== RECORDS FOR THE EXERCISE ==
######

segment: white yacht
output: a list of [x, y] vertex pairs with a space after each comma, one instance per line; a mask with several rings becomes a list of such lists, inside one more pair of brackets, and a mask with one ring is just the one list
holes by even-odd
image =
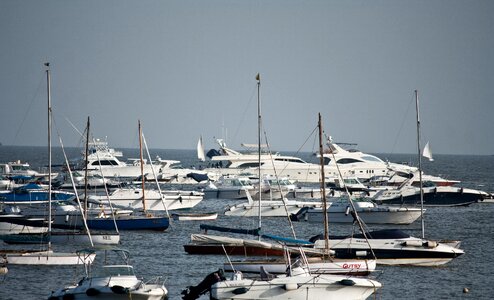
[[[121, 156], [122, 153], [109, 148], [106, 141], [97, 139], [89, 143], [87, 166], [85, 165], [85, 153], [83, 153], [79, 169], [85, 170], [87, 167], [90, 175], [103, 175], [105, 178], [134, 179], [141, 176], [140, 159], [129, 159], [129, 162], [123, 162], [118, 158]], [[176, 183], [197, 183], [198, 178], [208, 179], [206, 172], [180, 168], [177, 166], [179, 163], [176, 160], [162, 160], [159, 157], [151, 163], [143, 160], [143, 172], [148, 180], [154, 179], [153, 174], [156, 174], [158, 180]]]
[[[198, 191], [145, 189], [140, 186], [117, 188], [109, 194], [114, 207], [120, 209], [142, 210], [142, 199], [146, 200], [147, 211], [165, 211], [192, 208], [202, 201], [204, 194]], [[106, 195], [90, 195], [92, 203], [108, 204]], [[165, 208], [166, 206], [166, 208]]]
[[[338, 178], [338, 169], [345, 177], [356, 177], [362, 182], [370, 182], [375, 178], [386, 178], [386, 184], [400, 185], [411, 174], [417, 172], [416, 167], [383, 161], [379, 157], [358, 150], [346, 150], [334, 143], [331, 137], [327, 142], [328, 150], [323, 154], [325, 176]], [[449, 186], [459, 183], [438, 176], [423, 174], [424, 181], [434, 182], [438, 186]], [[418, 183], [418, 182], [417, 182]]]
[[[259, 168], [259, 154], [247, 150], [241, 153], [230, 149], [222, 139], [217, 139], [219, 150], [210, 150], [210, 166], [204, 171], [223, 175], [251, 175], [257, 176]], [[247, 149], [252, 145], [242, 144]], [[276, 172], [275, 172], [276, 171]], [[287, 177], [292, 181], [319, 182], [319, 166], [304, 161], [295, 156], [286, 156], [279, 153], [261, 153], [261, 173], [278, 177]]]

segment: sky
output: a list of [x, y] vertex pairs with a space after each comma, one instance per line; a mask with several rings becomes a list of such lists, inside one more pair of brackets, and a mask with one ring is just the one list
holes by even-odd
[[[0, 142], [494, 154], [494, 1], [0, 0]], [[76, 130], [77, 129], [77, 130]], [[265, 132], [265, 133], [264, 133]], [[264, 140], [264, 138], [263, 138]]]

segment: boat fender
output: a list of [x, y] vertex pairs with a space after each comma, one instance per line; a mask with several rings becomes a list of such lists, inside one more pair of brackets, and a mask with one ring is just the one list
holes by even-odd
[[249, 291], [248, 288], [245, 288], [245, 287], [242, 287], [242, 288], [236, 288], [232, 291], [232, 294], [234, 295], [241, 295], [241, 294], [245, 294]]
[[88, 295], [89, 297], [98, 296], [99, 294], [100, 294], [100, 291], [98, 289], [95, 289], [95, 288], [88, 288], [86, 290], [86, 295]]
[[437, 247], [437, 242], [436, 241], [427, 241], [424, 243], [424, 247], [427, 248], [436, 248]]
[[114, 292], [115, 294], [119, 294], [119, 295], [124, 295], [124, 294], [128, 294], [129, 293], [129, 289], [124, 288], [121, 285], [114, 285], [110, 289], [111, 289], [112, 292]]
[[294, 291], [294, 290], [296, 290], [298, 288], [299, 288], [299, 286], [296, 283], [287, 283], [284, 286], [284, 289], [287, 290], [287, 291]]
[[95, 289], [95, 288], [88, 288], [86, 290], [86, 295], [88, 295], [89, 297], [98, 296], [100, 293], [101, 292], [98, 289]]
[[62, 300], [74, 300], [75, 296], [74, 294], [65, 294], [62, 296]]
[[341, 285], [346, 285], [346, 286], [352, 286], [352, 285], [355, 285], [355, 281], [351, 280], [351, 279], [342, 279], [340, 280], [339, 282]]
[[410, 246], [410, 247], [422, 247], [422, 241], [418, 240], [413, 240], [413, 241], [405, 241], [403, 242], [403, 246]]

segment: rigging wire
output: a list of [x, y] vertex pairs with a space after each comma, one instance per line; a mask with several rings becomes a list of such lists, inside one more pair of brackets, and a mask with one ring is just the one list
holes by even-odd
[[[268, 136], [266, 134], [266, 131], [264, 131], [264, 139], [266, 140], [266, 145], [268, 147], [269, 158], [271, 159], [271, 164], [273, 165], [273, 171], [274, 171], [274, 176], [276, 178], [276, 183], [278, 184], [278, 189], [280, 190], [281, 202], [283, 202], [283, 207], [285, 208], [286, 218], [288, 219], [288, 224], [290, 225], [290, 229], [292, 231], [293, 238], [296, 239], [297, 238], [297, 235], [295, 234], [295, 229], [293, 228], [292, 220], [290, 219], [290, 215], [288, 214], [288, 208], [286, 206], [287, 199], [283, 196], [283, 190], [281, 188], [281, 184], [280, 184], [280, 181], [279, 181], [279, 178], [278, 178], [278, 173], [276, 172], [276, 168], [274, 166], [273, 155], [272, 155], [271, 149], [269, 148]], [[259, 169], [260, 168], [261, 168], [261, 166], [259, 166]], [[259, 186], [261, 186], [261, 178], [259, 178]], [[259, 205], [261, 205], [261, 203], [259, 203]]]
[[396, 134], [393, 147], [391, 148], [391, 154], [394, 154], [395, 153], [395, 147], [396, 147], [396, 144], [398, 143], [398, 137], [401, 135], [401, 130], [403, 129], [403, 125], [405, 124], [406, 116], [408, 115], [408, 111], [410, 110], [410, 106], [412, 105], [412, 103], [414, 101], [415, 101], [415, 99], [413, 99], [413, 97], [412, 97], [412, 99], [410, 99], [410, 102], [408, 102], [408, 106], [407, 106], [407, 110], [405, 112], [405, 115], [401, 119], [400, 129], [398, 130], [398, 133]]
[[250, 107], [253, 99], [255, 99], [256, 89], [257, 89], [256, 87], [254, 87], [252, 89], [252, 94], [251, 94], [251, 96], [249, 98], [249, 101], [247, 102], [247, 105], [245, 106], [245, 109], [244, 109], [244, 111], [242, 113], [242, 117], [240, 118], [240, 122], [238, 122], [237, 129], [235, 130], [235, 133], [233, 134], [233, 138], [236, 138], [237, 135], [238, 135], [238, 132], [240, 131], [240, 127], [242, 126], [242, 123], [245, 120], [245, 115], [247, 114], [247, 109]]
[[12, 141], [12, 145], [14, 145], [15, 142], [17, 141], [17, 137], [19, 136], [19, 132], [21, 131], [21, 128], [22, 128], [22, 126], [24, 125], [24, 122], [27, 119], [27, 115], [31, 111], [31, 108], [32, 108], [33, 103], [34, 103], [34, 100], [36, 100], [37, 95], [39, 93], [39, 90], [41, 89], [41, 85], [44, 83], [44, 79], [45, 78], [44, 78], [44, 72], [43, 72], [43, 76], [41, 76], [41, 78], [39, 80], [38, 88], [36, 89], [36, 92], [34, 93], [33, 98], [31, 99], [31, 102], [29, 103], [28, 109], [27, 109], [26, 113], [24, 114], [24, 117], [22, 118], [21, 124], [19, 125], [19, 127], [17, 128], [17, 131], [15, 132], [14, 139]]

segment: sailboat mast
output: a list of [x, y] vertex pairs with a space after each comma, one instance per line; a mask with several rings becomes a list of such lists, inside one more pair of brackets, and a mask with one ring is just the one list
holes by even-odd
[[144, 213], [146, 213], [146, 197], [144, 195], [144, 184], [146, 181], [144, 180], [144, 160], [142, 159], [142, 128], [141, 128], [141, 120], [138, 120], [139, 124], [139, 156], [141, 159], [141, 180], [142, 180], [142, 209]]
[[321, 113], [319, 113], [319, 122], [317, 123], [319, 127], [319, 162], [321, 164], [321, 189], [322, 189], [322, 212], [323, 212], [323, 223], [324, 223], [324, 249], [329, 253], [329, 232], [328, 232], [328, 207], [326, 201], [326, 182], [324, 179], [324, 157], [323, 157], [323, 147], [322, 147], [322, 120]]
[[[87, 219], [87, 173], [88, 173], [88, 163], [89, 163], [89, 116], [87, 117], [86, 126], [86, 170], [84, 172], [84, 216]], [[105, 184], [105, 182], [103, 182]]]
[[[46, 66], [46, 91], [48, 96], [48, 235], [51, 235], [51, 89], [50, 63]], [[51, 237], [48, 236], [48, 247], [51, 246]]]
[[[259, 164], [259, 231], [261, 231], [261, 197], [262, 197], [262, 178], [261, 178], [261, 75], [257, 73], [257, 155], [258, 155], [258, 164]], [[260, 238], [259, 234], [259, 238]]]
[[417, 111], [417, 150], [419, 159], [419, 180], [420, 180], [420, 219], [422, 223], [422, 238], [425, 238], [424, 225], [424, 189], [422, 184], [422, 157], [420, 155], [420, 112], [419, 112], [419, 96], [415, 90], [415, 108]]

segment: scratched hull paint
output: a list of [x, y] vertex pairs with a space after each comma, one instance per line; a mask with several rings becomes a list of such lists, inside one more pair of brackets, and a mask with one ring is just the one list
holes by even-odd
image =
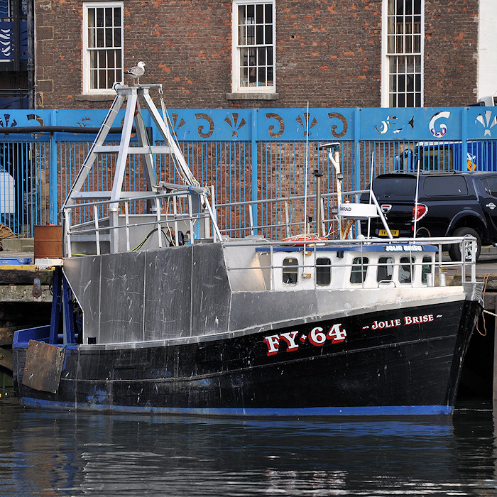
[[14, 377], [25, 406], [57, 410], [447, 415], [479, 313], [463, 300], [236, 339], [67, 350], [57, 393], [23, 385], [26, 349], [17, 348]]

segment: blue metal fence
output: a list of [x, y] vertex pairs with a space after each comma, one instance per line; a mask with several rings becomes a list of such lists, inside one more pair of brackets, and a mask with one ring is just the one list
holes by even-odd
[[[332, 192], [337, 171], [326, 142], [341, 143], [344, 189], [363, 187], [374, 175], [395, 169], [497, 170], [497, 108], [170, 109], [187, 161], [201, 184], [214, 184], [218, 202], [255, 202], [303, 195], [306, 168], [322, 170]], [[118, 114], [114, 126], [122, 122]], [[0, 128], [98, 128], [104, 110], [0, 111]], [[156, 143], [159, 136], [147, 116]], [[5, 129], [8, 128], [9, 130]], [[36, 224], [60, 222], [59, 209], [94, 138], [61, 132], [0, 134], [0, 216], [17, 232], [32, 236]], [[109, 135], [109, 140], [116, 140]], [[127, 188], [141, 179], [130, 159]], [[115, 158], [99, 158], [89, 181], [110, 190]], [[174, 168], [160, 158], [159, 179]], [[297, 207], [298, 208], [298, 207]], [[236, 229], [234, 207], [226, 224]], [[269, 215], [269, 214], [268, 214]], [[275, 213], [273, 215], [280, 215]], [[274, 219], [271, 222], [274, 222]], [[269, 219], [259, 219], [270, 224]]]

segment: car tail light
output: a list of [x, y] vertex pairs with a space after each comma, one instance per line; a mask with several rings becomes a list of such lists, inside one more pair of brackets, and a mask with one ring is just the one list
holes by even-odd
[[428, 207], [423, 204], [418, 204], [416, 207], [413, 207], [413, 221], [419, 221], [426, 215], [428, 212]]

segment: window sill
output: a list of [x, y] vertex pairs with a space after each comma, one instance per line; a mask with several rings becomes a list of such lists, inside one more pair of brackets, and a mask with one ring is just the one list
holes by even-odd
[[106, 102], [114, 100], [116, 98], [115, 93], [84, 93], [76, 95], [75, 100], [80, 102]]
[[278, 100], [278, 93], [259, 93], [253, 92], [239, 92], [236, 93], [226, 93], [226, 100]]

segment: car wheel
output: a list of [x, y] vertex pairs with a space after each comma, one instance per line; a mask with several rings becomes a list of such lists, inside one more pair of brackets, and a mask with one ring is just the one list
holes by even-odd
[[[480, 235], [472, 228], [467, 228], [466, 226], [457, 228], [452, 234], [453, 236], [464, 236], [464, 235], [471, 235], [476, 239], [476, 260], [478, 261], [478, 258], [480, 256], [480, 252], [481, 251], [481, 239], [480, 238]], [[449, 249], [449, 255], [452, 261], [462, 261], [460, 244], [453, 244], [451, 245]], [[471, 253], [469, 251], [468, 251], [468, 253], [465, 254], [464, 258], [466, 261], [471, 261]]]

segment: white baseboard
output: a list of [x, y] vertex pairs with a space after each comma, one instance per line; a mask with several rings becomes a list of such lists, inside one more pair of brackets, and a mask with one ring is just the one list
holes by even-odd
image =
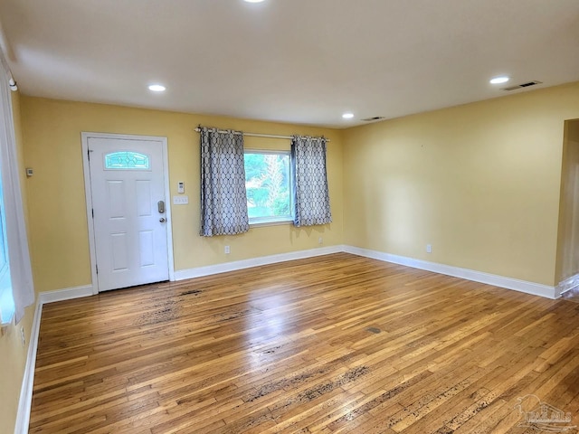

######

== SHORT EXERCISE ==
Begin at the line that has "segment: car tail light" and stop after the line that has "215], [428, 212]]". Copy those lines with "tail light" changed to "brake light" and everything else left as it is.

== SOLUTION ==
segment: car brake light
output: a list of [x, y] vertex pairs with a space after each comma, one instance per line; a mask with several rings becomes a list of such lists, inside one more pair of brackets, and a mask with one ring is just the one list
holes by even-odd
[[428, 207], [423, 204], [418, 204], [416, 207], [413, 207], [413, 221], [419, 221], [426, 215], [428, 212]]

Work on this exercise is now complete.